— START EXTRACTED ENTRIES —
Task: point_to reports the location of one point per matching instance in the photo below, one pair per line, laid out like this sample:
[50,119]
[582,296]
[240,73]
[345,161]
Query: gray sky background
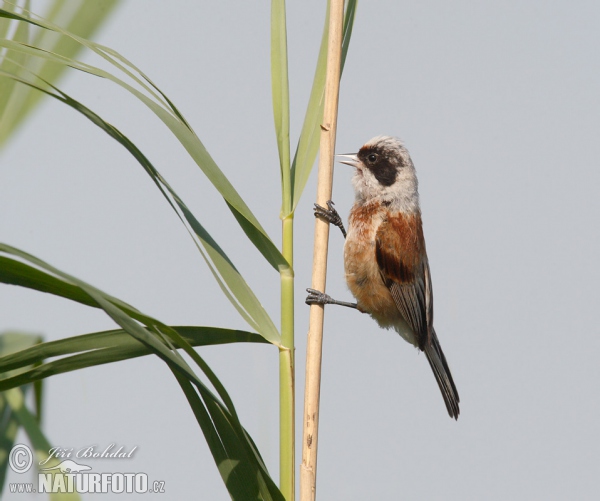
[499,106]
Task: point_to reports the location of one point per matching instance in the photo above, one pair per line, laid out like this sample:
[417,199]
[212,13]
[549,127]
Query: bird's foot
[317,297]
[330,215]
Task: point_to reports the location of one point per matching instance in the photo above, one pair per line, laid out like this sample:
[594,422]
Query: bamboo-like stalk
[286,369]
[308,468]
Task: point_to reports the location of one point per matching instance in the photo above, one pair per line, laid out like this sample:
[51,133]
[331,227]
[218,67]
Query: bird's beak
[352,160]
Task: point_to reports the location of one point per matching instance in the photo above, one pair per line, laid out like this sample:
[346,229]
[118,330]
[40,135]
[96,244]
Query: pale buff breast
[362,271]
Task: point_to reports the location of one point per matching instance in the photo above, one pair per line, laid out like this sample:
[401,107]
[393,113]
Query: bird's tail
[441,371]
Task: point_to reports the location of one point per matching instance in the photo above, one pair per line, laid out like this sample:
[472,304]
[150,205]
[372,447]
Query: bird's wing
[402,260]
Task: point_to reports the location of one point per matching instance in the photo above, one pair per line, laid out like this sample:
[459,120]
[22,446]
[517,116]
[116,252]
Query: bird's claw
[317,297]
[330,215]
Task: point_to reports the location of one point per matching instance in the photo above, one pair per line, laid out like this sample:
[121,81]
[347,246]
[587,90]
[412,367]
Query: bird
[385,259]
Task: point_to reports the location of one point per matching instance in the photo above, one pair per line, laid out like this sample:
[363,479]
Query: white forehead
[387,142]
[403,194]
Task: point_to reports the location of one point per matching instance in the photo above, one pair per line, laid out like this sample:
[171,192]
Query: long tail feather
[443,376]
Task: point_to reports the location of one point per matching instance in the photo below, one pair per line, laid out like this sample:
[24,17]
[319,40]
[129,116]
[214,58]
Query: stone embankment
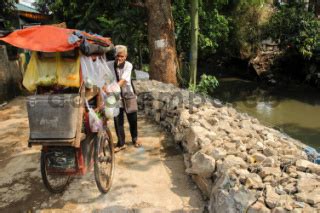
[239,164]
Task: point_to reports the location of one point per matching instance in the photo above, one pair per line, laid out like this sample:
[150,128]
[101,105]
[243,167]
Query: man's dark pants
[119,125]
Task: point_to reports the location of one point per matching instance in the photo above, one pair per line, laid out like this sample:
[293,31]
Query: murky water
[294,110]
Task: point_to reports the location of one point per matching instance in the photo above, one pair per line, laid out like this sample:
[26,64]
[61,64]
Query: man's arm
[122,82]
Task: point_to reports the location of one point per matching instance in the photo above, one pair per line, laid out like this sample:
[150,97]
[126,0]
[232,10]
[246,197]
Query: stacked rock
[239,164]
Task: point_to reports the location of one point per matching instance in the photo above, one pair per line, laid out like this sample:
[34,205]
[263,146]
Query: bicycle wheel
[54,182]
[104,161]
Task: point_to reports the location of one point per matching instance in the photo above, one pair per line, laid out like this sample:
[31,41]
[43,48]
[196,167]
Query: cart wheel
[55,183]
[104,161]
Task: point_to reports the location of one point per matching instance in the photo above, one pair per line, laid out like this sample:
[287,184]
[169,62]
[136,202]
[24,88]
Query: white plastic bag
[95,122]
[96,71]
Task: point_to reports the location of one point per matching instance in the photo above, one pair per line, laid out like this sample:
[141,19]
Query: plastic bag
[96,71]
[95,122]
[40,72]
[31,75]
[68,72]
[47,71]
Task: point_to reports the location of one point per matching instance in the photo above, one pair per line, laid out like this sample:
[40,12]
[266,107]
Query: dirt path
[148,179]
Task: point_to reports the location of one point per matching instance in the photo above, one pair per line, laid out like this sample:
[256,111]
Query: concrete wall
[10,76]
[239,164]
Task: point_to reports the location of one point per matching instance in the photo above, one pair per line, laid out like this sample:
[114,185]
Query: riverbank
[238,163]
[293,110]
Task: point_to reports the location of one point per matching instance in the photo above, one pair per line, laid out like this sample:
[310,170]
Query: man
[122,72]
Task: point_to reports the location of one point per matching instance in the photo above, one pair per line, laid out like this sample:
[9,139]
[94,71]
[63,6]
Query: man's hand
[105,90]
[122,82]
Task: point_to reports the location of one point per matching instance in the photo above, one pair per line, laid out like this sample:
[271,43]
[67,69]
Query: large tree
[162,45]
[194,41]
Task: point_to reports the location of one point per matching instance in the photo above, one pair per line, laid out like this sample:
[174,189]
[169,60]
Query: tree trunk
[194,41]
[162,46]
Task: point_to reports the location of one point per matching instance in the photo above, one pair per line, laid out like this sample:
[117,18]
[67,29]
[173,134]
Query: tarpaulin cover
[51,71]
[41,38]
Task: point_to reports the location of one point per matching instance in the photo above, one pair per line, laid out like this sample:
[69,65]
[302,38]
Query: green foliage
[8,13]
[296,28]
[116,19]
[213,28]
[206,85]
[246,18]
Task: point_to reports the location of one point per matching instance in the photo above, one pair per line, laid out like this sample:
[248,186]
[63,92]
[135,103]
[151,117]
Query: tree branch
[138,4]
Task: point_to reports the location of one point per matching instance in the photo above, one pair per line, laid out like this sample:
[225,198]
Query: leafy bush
[295,28]
[206,85]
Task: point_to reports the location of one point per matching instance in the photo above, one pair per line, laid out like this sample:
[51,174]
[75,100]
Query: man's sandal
[137,144]
[119,148]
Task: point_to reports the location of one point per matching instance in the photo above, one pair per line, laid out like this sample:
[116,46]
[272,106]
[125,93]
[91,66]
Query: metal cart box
[53,116]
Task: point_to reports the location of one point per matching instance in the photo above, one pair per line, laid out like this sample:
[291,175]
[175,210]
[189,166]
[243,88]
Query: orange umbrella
[42,38]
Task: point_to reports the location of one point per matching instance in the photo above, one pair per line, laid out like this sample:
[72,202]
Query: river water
[294,110]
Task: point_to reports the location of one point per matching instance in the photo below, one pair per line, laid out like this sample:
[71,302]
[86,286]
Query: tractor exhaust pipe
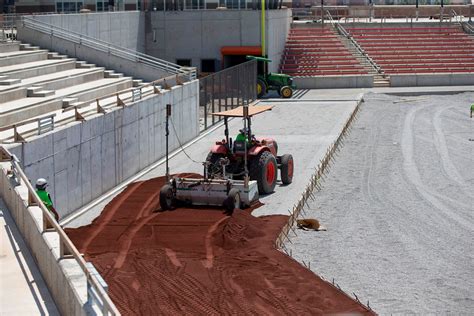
[168,114]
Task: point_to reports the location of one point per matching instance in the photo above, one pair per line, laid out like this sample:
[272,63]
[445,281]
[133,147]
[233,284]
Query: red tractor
[247,155]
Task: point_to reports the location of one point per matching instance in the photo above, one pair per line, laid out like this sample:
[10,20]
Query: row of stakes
[315,183]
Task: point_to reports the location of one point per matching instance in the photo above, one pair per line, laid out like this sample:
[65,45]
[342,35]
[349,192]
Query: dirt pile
[198,261]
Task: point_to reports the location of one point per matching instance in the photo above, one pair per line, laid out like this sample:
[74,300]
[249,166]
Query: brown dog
— END EXTRACTED ENTRIES —
STATED GOAL -
From the material above, copy everything exactly but the pictures.

PROBLEM SOLUTION -
Task: point_to reports the location of one point per matching instance in the photo below, one pair per line, laid out like this sample:
[50,119]
[582,296]
[240,73]
[345,161]
Query: gray sky background
[499,106]
Task: point_to reports the location of one point per matching instance in the photo above, one pair per line, laid out like this sample:
[417,199]
[212,13]
[549,127]
Query: bird's foot
[317,297]
[330,215]
Task: point_to reports the location of one point per matching instance in the photo above, one pair per line, laid out like this sample:
[594,422]
Query: bamboo-like stalk
[286,369]
[308,468]
Task: point_to reports the location of one point per matching instance in the photo above, one pair per line, laid out like this sample:
[51,133]
[331,227]
[218,67]
Query: bird's beak
[352,160]
Task: point_to reports the location of one point per matching instance in the photo above, one pair per line, laid out like this sample:
[346,229]
[118,330]
[40,135]
[96,244]
Query: pale buff breast
[362,271]
Task: point_to reports the location of one point per matching instance in the photo above, one pair per line, laid out like this sample:
[401,107]
[393,113]
Query: bird's tail
[441,371]
Task: point_to reports the location of one point per matching instance in the photo above, one pair per line, laid out like this sample:
[472,304]
[150,205]
[372,447]
Query: bird's wing
[402,260]
Task: point_to reports the location of one point per matching instance in the photo above, one pair per line, laid out like this sample:
[459,120]
[22,446]
[517,116]
[116,252]
Query: bird's claw
[317,297]
[330,215]
Task: point_to reports the location of one point per matching instance in the photo above, one pair per line, laid out like this sample:
[121,81]
[347,246]
[587,90]
[412,367]
Query: bird
[385,259]
Task: point_to reports the location of one point per matching instance in the photo above, one pair per line, laid out like this sample:
[363,479]
Query: white forehead
[387,142]
[403,194]
Task: point_to reports the location of one point per matching instance in the photo above, one pair per line, laid out like this sample:
[171,192]
Query: long tail feather
[443,376]
Task: point_to reports the location of one point per matching instance in the photo below, one pair per line, laid out like this sample:
[24,17]
[319,40]
[129,116]
[214,58]
Query: stone embankment
[239,164]
Task: point_to reports the location of one point per matching instance in the photo above, one pair per line, laid out like this sample:
[150,128]
[101,105]
[243,167]
Query: man's dark pants
[119,125]
Task: point_to reports the location of one point per matching instance in the photo above, one pair per line, laid out like this sample:
[293,31]
Query: murky water
[294,110]
Task: point_to reports the location of one point per matching instance in the photo above, one pair per line, laid out like this sample:
[26,64]
[61,64]
Query: man's arm
[122,82]
Task: point_to reports the location of one point per matching instance in the photo above, one pair per line, laid out like this sample:
[150,97]
[126,0]
[232,10]
[246,197]
Query: stacked rock
[239,164]
Task: point_to reports the location of one point per matching instance in the photo above, one pair per line, laid out like this sample:
[34,205]
[263,146]
Query: bicycle wheel
[54,182]
[104,161]
Task: point_to reports the location of one point per matching instance in the photo above, one pair per line, laid out like this sample:
[31,41]
[43,48]
[196,167]
Query: cart wheel
[55,183]
[104,161]
Task: point_to reports the location of one point per matching instance in the photo above, one pair per line, laid out like this sample:
[287,184]
[169,62]
[136,202]
[24,88]
Query: white plastic bag
[95,122]
[96,71]
Task: point_to reports the location of one point per matching instance in the photo above, one pair per line, laid out like this sample:
[141,19]
Query: plastic bag
[96,71]
[95,122]
[40,72]
[31,75]
[68,72]
[47,71]
Task: point_to reports the location of one point per matching instance in the photo above, one pair per line, laid out like this sample:
[40,12]
[266,107]
Query: dirt path
[148,179]
Task: point_to reports the location of one point per matching instance in the photo above, one pair per line, laid out like this sample:
[256,111]
Query: concrete wall
[10,76]
[239,164]
Task: point_to reports the location of one point per matching instance in the photo above, one pair per line, laid out like this sample:
[114,185]
Query: riverbank
[238,163]
[293,110]
Task: point_to reports the location of one point per matching instance in the photo above, one pair per line, laid out like this sample:
[310,170]
Query: man
[122,72]
Task: point_to reports the location of one point per matching instance in the photo above, one pair per line, laid out like this sample:
[9,139]
[94,71]
[63,6]
Query: man's hand
[105,90]
[122,82]
Task: point_to reports the location of one point per matching instance in the photo above, one pair per line, laid out like this sample:
[271,43]
[67,69]
Query: large tree
[162,45]
[194,41]
Task: point_to reports the location of one point per matching instance in the photo above, one pair per line, laid out like this sample:
[174,189]
[169,60]
Query: tree trunk
[194,41]
[162,46]
Task: point_to reports the location of one point per matching instance in the photo above, one pair per line, laid out like this sample:
[117,18]
[67,29]
[173,134]
Query: tarpaulin cover
[51,71]
[41,38]
Task: point_to reports the location of one point per matching instance in the photo above, one pair per line, laid out like this sample:
[69,65]
[302,38]
Query: green foliage
[8,13]
[296,28]
[116,19]
[213,28]
[206,85]
[246,18]
Task: point_to reports the location of one point per matching instance in the photo above, one pair per line, laid out like this sample:
[248,186]
[63,92]
[135,103]
[151,117]
Query: tree branch
[138,4]
Task: point_to reports the location of one point per matching instance in the photo above, one pair per line, laid out like this sample:
[225,198]
Query: leafy bush
[295,28]
[206,85]
Task: point_to reports the location of one point per matching instance in the photo above, one pair per line, laid out like this sample:
[51,174]
[75,100]
Query: man's sandal
[137,144]
[119,148]
Task: point_to reports the location of one point per matching instance in the photo above, one pair per line, laid out like this sample:
[116,46]
[272,106]
[125,93]
[91,66]
Query: metal cart box
[53,116]
Task: point_to reports the location of one point per matching instance in the photo above, one pair per line, laid out like this sample:
[291,175]
[175,210]
[189,166]
[243,88]
Query: orange umbrella
[42,38]
Task: point_to reports the location of one point per matching instance in the photo above, one pair per line, laid out like this sample:
[72,202]
Query: river water
[294,110]
Task: point_to reports the location of one point per matching instance in the photo below, one pair per line, laid out like this sample:
[71,302]
[86,286]
Query: tractor exhaust pipe
[168,114]
Task: point_to reports the location of one point per matching instance in the photo above, one pair per line, laid out like this sample:
[272,63]
[445,281]
[133,147]
[233,284]
Query: red tractor
[247,155]
Task: point_to reports the location of one point per matching instance in the photo above, one pair per line, laid out like this sample:
[10,20]
Query: row of stakes
[315,183]
Task: point_to reports the location of one point per matching instance in the photo above, one pair per line, laid out like this sample:
[65,45]
[342,35]
[349,192]
Query: dirt pile
[198,261]
Task: point_to reports the location of one point per matching instance in the photo above, one pair per line, laid out like this sample:
[74,300]
[249,166]
Query: brown dog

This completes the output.